====== Provided data ======

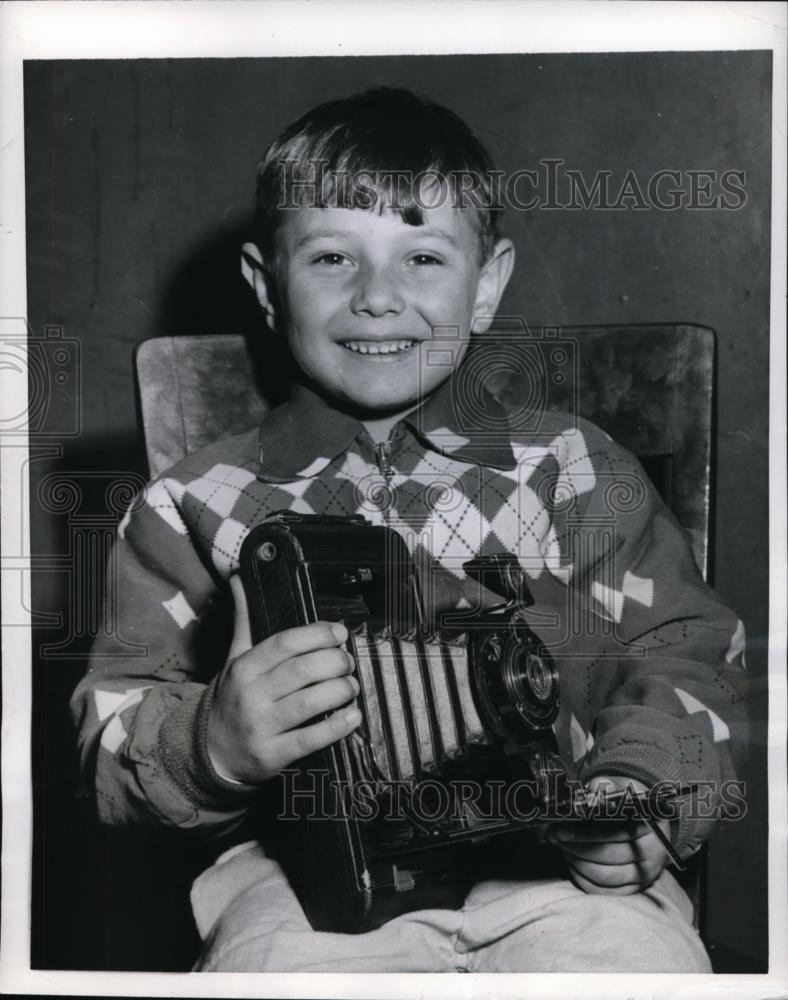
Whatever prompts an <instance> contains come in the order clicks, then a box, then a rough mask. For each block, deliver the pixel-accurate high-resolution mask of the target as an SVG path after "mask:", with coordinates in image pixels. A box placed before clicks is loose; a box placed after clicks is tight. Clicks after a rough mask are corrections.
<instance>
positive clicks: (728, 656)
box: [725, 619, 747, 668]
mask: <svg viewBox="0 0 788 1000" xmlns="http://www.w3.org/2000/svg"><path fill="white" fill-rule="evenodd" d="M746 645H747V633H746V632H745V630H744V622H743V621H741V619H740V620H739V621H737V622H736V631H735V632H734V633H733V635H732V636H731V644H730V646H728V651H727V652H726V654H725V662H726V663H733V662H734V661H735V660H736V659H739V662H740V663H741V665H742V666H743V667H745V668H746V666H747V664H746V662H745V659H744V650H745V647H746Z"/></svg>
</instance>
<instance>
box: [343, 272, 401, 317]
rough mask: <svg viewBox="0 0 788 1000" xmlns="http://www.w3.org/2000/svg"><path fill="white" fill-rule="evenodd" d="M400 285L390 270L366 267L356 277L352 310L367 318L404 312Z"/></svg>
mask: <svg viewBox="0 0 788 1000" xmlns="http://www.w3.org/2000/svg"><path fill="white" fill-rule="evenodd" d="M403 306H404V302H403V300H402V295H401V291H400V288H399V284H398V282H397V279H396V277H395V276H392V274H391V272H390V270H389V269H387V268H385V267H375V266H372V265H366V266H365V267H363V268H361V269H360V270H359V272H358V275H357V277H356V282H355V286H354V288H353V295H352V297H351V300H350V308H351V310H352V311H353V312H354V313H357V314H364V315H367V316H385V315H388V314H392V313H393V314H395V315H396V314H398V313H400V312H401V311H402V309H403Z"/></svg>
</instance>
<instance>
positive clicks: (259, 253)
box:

======

What is being asked:
Leaving out the pictures, print each line of the records above from the first up to and including the one that contains "positive clicks: (728, 656)", exactly as written.

Answer to the problem:
Whatever prompts an <instance> contains come in the order clicks, then a box, then a rough mask. For each block, deliver the pixel-accurate high-resolution mask of the target as an SVG path after "mask:", with coordinates in image pixels. A box placed before clicks is loose; a box placed after clicks is tight. Clicks after a rough mask are corrections.
<instance>
positive clicks: (728, 656)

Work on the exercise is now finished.